Stored data
########################################

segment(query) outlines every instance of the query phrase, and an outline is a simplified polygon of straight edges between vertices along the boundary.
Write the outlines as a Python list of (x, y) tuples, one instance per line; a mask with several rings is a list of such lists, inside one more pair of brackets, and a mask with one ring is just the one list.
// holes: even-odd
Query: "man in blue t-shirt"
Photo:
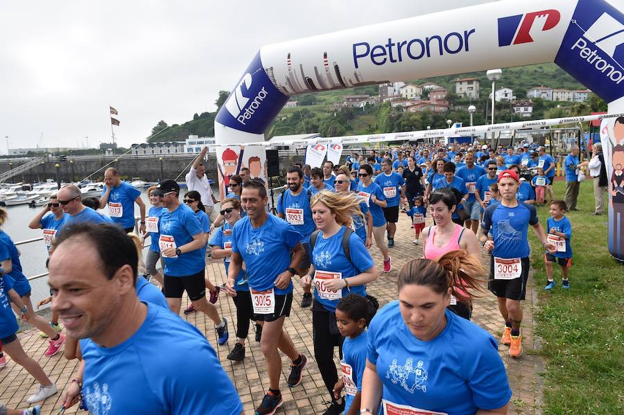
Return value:
[(108, 212), (112, 221), (119, 223), (126, 233), (135, 229), (135, 203), (141, 212), (139, 231), (145, 233), (145, 204), (141, 199), (141, 191), (129, 183), (123, 182), (119, 172), (109, 167), (104, 172), (104, 188), (100, 197), (100, 209), (108, 204)]
[[(312, 191), (303, 186), (303, 172), (298, 167), (291, 167), (286, 173), (288, 184), (277, 199), (277, 216), (293, 225), (303, 236), (304, 257), (295, 267), (297, 275), (302, 276), (308, 273), (310, 267), (310, 235), (316, 229), (310, 209)], [(304, 308), (312, 305), (312, 291), (310, 287), (304, 288), (301, 306)]]
[[(488, 288), (496, 296), (499, 310), (505, 319), (503, 342), (510, 345), (509, 355), (517, 357), (522, 353), (520, 301), (524, 299), (530, 267), (528, 226), (531, 225), (537, 239), (548, 252), (553, 253), (557, 248), (546, 240), (535, 206), (519, 202), (516, 199), (520, 185), (516, 172), (503, 170), (499, 175), (498, 182), (503, 199), (501, 203), (485, 209), (480, 240), (492, 255)], [(492, 239), (488, 237), (490, 229)]]
[(75, 405), (82, 389), (91, 414), (242, 414), (204, 334), (139, 299), (137, 262), (134, 243), (117, 227), (81, 223), (59, 236), (49, 267), (52, 308), (80, 339), (83, 357), (63, 407)]
[(383, 191), (388, 205), (383, 208), (385, 225), (388, 230), (388, 246), (395, 246), (395, 233), (397, 232), (397, 222), (399, 222), (399, 204), (405, 197), (405, 180), (403, 177), (392, 171), (392, 162), (390, 159), (384, 159), (381, 162), (383, 172), (375, 179), (375, 184)]
[[(293, 225), (266, 211), (266, 188), (252, 180), (243, 186), (241, 203), (247, 216), (236, 222), (232, 231), (232, 261), (227, 270), (225, 290), (236, 297), (234, 283), (243, 262), (247, 267), (254, 319), (262, 321), (262, 353), (266, 360), (269, 389), (257, 414), (272, 414), (281, 405), (279, 391), (281, 358), (277, 347), (291, 360), (288, 383), (294, 387), (301, 383), (302, 371), (308, 358), (295, 348), (284, 330), (286, 317), (293, 303), (293, 276), (301, 263), (303, 236)], [(292, 255), (291, 255), (292, 254)]]
[(579, 169), (587, 166), (587, 161), (580, 162), (578, 158), (578, 145), (574, 145), (570, 154), (566, 156), (566, 196), (564, 198), (569, 211), (578, 211), (576, 200), (578, 199), (578, 190), (580, 183), (578, 182)]

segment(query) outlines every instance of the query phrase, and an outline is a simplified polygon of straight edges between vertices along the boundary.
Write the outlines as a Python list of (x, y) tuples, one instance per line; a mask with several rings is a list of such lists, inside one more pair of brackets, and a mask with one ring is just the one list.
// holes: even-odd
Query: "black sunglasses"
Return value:
[(232, 211), (234, 210), (234, 208), (226, 208), (223, 211), (219, 211), (219, 213), (221, 214), (221, 216), (225, 215), (225, 213), (232, 213)]

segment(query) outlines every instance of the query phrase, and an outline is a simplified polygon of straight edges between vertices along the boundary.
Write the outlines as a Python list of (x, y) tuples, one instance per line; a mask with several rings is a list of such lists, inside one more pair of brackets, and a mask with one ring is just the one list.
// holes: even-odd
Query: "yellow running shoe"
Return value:
[(522, 354), (522, 335), (512, 336), (512, 344), (509, 346), (509, 355), (517, 357)]
[(503, 344), (511, 344), (511, 327), (505, 326), (503, 330)]

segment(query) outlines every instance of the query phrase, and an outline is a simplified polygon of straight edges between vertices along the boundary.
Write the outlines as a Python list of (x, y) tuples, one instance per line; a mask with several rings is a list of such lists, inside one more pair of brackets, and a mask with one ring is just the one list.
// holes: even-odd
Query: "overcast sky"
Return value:
[(214, 111), (264, 44), (487, 2), (6, 1), (0, 6), (0, 152), (124, 146), (160, 120)]

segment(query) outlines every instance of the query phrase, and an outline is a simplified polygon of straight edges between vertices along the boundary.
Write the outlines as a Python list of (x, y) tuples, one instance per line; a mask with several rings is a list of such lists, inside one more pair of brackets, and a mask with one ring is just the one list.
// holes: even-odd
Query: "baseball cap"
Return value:
[(507, 178), (513, 179), (518, 183), (520, 183), (520, 177), (518, 177), (518, 173), (512, 170), (505, 170), (501, 172), (501, 174), (499, 175), (499, 179), (496, 180), (496, 183), (500, 183), (501, 179)]
[(172, 179), (167, 179), (159, 183), (156, 186), (156, 188), (152, 191), (152, 194), (156, 196), (162, 196), (169, 192), (175, 192), (176, 194), (180, 194), (180, 185)]

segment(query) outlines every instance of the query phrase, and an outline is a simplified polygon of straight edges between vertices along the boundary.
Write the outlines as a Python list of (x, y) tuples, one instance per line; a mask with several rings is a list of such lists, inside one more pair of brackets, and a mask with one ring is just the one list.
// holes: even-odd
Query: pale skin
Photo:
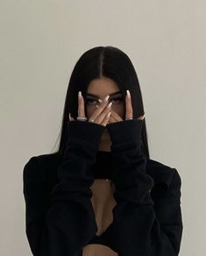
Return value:
[[(87, 93), (96, 96), (96, 97), (92, 96), (93, 102), (90, 98), (89, 101), (92, 102), (92, 104), (89, 103), (89, 101), (86, 104), (88, 121), (89, 122), (92, 119), (94, 123), (105, 126), (105, 131), (103, 132), (98, 146), (98, 149), (102, 151), (110, 151), (111, 140), (110, 133), (107, 132), (107, 124), (124, 120), (124, 99), (122, 97), (121, 100), (121, 92), (115, 96), (110, 96), (117, 91), (119, 91), (119, 88), (117, 83), (104, 76), (92, 80), (88, 87)], [(105, 100), (107, 96), (110, 96), (110, 97)], [(117, 99), (118, 99), (117, 102)], [(112, 103), (110, 104), (110, 102)], [(78, 116), (86, 117), (84, 98), (81, 93), (78, 96)], [(125, 119), (130, 118), (133, 118), (133, 110), (128, 90), (125, 96)], [(143, 120), (144, 118), (145, 115), (139, 117), (138, 119)], [(75, 121), (70, 114), (69, 120)], [(96, 235), (101, 235), (113, 221), (112, 209), (117, 204), (117, 202), (113, 197), (113, 188), (110, 186), (110, 181), (96, 179), (90, 188), (93, 194), (91, 203), (98, 226)], [(83, 256), (95, 256), (96, 253), (98, 256), (117, 256), (117, 252), (103, 245), (88, 245), (83, 248)]]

########################################

Task to carry out
Reproduce every line of the material above without changing anything, and leave the pictures out.

Exercise output
segment(query) outlines every instance of the query phrase, and an outline is a simplified polygon of straight edges between vertices along the boundary.
Write the outlines as a Python list of (x, y) tuples, one instance per line; a mask with several rings is a list of such lists, inside one more pair of brackets, and a mask with one ring is just the one list.
// holes: even-odd
Query: "man in blue t-shirt"
Photo:
Return value:
[(108, 212), (112, 221), (119, 223), (126, 233), (135, 229), (135, 203), (141, 212), (139, 231), (145, 233), (145, 204), (141, 199), (141, 191), (129, 183), (123, 182), (119, 172), (109, 167), (104, 172), (104, 188), (100, 197), (100, 209), (108, 204)]
[[(312, 191), (303, 186), (303, 172), (298, 167), (291, 167), (286, 173), (288, 184), (277, 199), (277, 216), (293, 225), (303, 236), (304, 257), (295, 267), (297, 275), (302, 276), (308, 273), (310, 267), (310, 235), (316, 229), (310, 209)], [(304, 308), (312, 305), (312, 291), (310, 287), (304, 288), (301, 306)]]
[[(488, 288), (496, 296), (499, 310), (505, 319), (503, 342), (510, 345), (509, 355), (517, 357), (522, 353), (520, 301), (524, 299), (530, 267), (528, 226), (531, 225), (537, 239), (548, 252), (553, 253), (557, 248), (546, 240), (535, 206), (519, 202), (516, 199), (520, 185), (516, 172), (503, 170), (499, 175), (498, 182), (503, 199), (501, 203), (485, 209), (480, 240), (492, 255)], [(492, 239), (488, 237), (490, 229)]]
[(75, 405), (82, 389), (91, 414), (242, 414), (204, 334), (139, 299), (137, 262), (134, 243), (117, 227), (81, 223), (59, 236), (49, 267), (52, 308), (80, 339), (83, 357), (63, 407)]
[(383, 191), (388, 205), (383, 208), (385, 225), (388, 230), (388, 246), (395, 246), (395, 233), (397, 232), (397, 222), (399, 222), (399, 204), (405, 197), (405, 180), (403, 177), (392, 171), (392, 162), (390, 159), (384, 159), (381, 162), (383, 172), (375, 179), (375, 184)]
[[(293, 225), (266, 211), (266, 188), (252, 180), (243, 186), (241, 203), (247, 216), (236, 222), (232, 231), (232, 261), (227, 270), (225, 290), (236, 297), (234, 283), (243, 262), (247, 267), (254, 319), (262, 321), (262, 353), (266, 360), (269, 389), (257, 414), (272, 414), (281, 405), (279, 391), (281, 358), (277, 347), (291, 360), (288, 383), (294, 387), (301, 383), (302, 371), (308, 358), (295, 348), (284, 330), (286, 317), (293, 303), (293, 276), (301, 263), (303, 236)], [(292, 255), (291, 255), (292, 254)]]
[(579, 169), (587, 166), (587, 161), (580, 162), (578, 158), (578, 145), (574, 145), (570, 154), (566, 156), (566, 196), (564, 198), (569, 211), (578, 211), (576, 200), (578, 199), (578, 190), (580, 183), (578, 182)]

segment(query) outlines every instance of the query phrase, and an outline is a simplified polygon of straight edges between vertices along the boundary.
Write the outlines as a Python list of (x, y) tuples, one instance per line; a mask with several rings is a list of such lists, inside one more pair of brackets, and a mask with one ring is just the one list.
// holes: even-odd
Query: "black sunglasses"
Return value:
[(232, 211), (234, 210), (234, 208), (226, 208), (223, 211), (219, 211), (219, 213), (221, 214), (221, 216), (225, 215), (225, 213), (232, 213)]

segment(query) outlines every instance of the query phrase, and an outline is a simplified polygon of straight edges between vertices along the boundary.
Write the outlines as a Python list of (x, y) tuples, one instance per line; a mask with several rings is a list of such lists, inside one more pair of brackets, and a mask with one ring is just the one list.
// holes: even-odd
Query: "yellow running shoe"
Return value:
[(522, 354), (522, 335), (512, 336), (512, 344), (509, 346), (509, 355), (517, 357)]
[(503, 344), (511, 344), (511, 327), (505, 326), (503, 330)]

segment(query) outlines every instance of the query phrase, and an outline is a simplified polygon of straight edges between vertices along the boundary.
Write the outlines as a Python list of (x, y) tuples, one instance per line; a mask with several rings is a list of such lists, inside one more pair of brackets, and a mask with one ring is just the one list.
// holes: even-odd
Query: "overcast sky"
Return value:
[(214, 111), (264, 44), (487, 2), (6, 1), (0, 6), (0, 152), (124, 146), (160, 120)]

segment(query) outlines every instance of the query phrase, and an outline is a simplified polygon of straight edges between vertices along the boundary.
Write the outlines as a Python list of (x, y) tuples, one instance per line; a mask with several rings is a list of such lists, inside one more pair of brackets, and a mask with one ring is just the one list.
// holes: even-odd
Query: "baseball cap"
Return value:
[(507, 178), (513, 179), (518, 183), (520, 183), (520, 177), (518, 177), (518, 173), (512, 170), (505, 170), (501, 172), (501, 174), (499, 175), (499, 179), (496, 180), (496, 183), (500, 183), (501, 179)]
[(172, 179), (167, 179), (159, 183), (156, 186), (156, 188), (152, 191), (152, 194), (156, 196), (162, 196), (169, 192), (175, 192), (176, 194), (180, 194), (180, 185)]

segment(query) outlines every instance of the query phrase, and an outline is a simplified polygon of straight edges between vertices along the boundary.
Write the outlines as a Python list of (x, y) tuples, one instance per line; a mask with several rings is a list of such lists, inside one more pair of brackets, and a mask with one ring is just the one list.
// holes: even-odd
Query: pale skin
Photo:
Return value:
[[(87, 93), (96, 96), (96, 97), (92, 96), (93, 102), (90, 98), (89, 101), (92, 102), (92, 104), (89, 103), (89, 101), (86, 104), (88, 121), (89, 122), (92, 119), (94, 123), (105, 126), (105, 131), (103, 132), (98, 146), (98, 149), (102, 151), (110, 151), (111, 140), (110, 133), (107, 132), (107, 124), (124, 120), (124, 99), (122, 97), (121, 100), (121, 92), (115, 96), (110, 96), (117, 91), (119, 91), (119, 88), (117, 83), (104, 76), (92, 80), (88, 87)], [(105, 100), (107, 96), (110, 96), (110, 97)], [(117, 99), (118, 99), (117, 102)], [(112, 103), (110, 104), (110, 102)], [(78, 116), (86, 117), (84, 98), (81, 93), (78, 96)], [(125, 119), (130, 118), (133, 118), (133, 110), (128, 90), (125, 96)], [(143, 120), (144, 118), (145, 115), (139, 117), (138, 119)], [(75, 121), (70, 114), (69, 120)], [(96, 235), (101, 235), (113, 221), (112, 209), (117, 204), (117, 202), (113, 197), (113, 188), (110, 186), (110, 181), (96, 179), (90, 188), (93, 194), (91, 203), (98, 226)], [(83, 256), (95, 256), (96, 253), (98, 256), (117, 256), (117, 252), (103, 245), (88, 245), (83, 248)]]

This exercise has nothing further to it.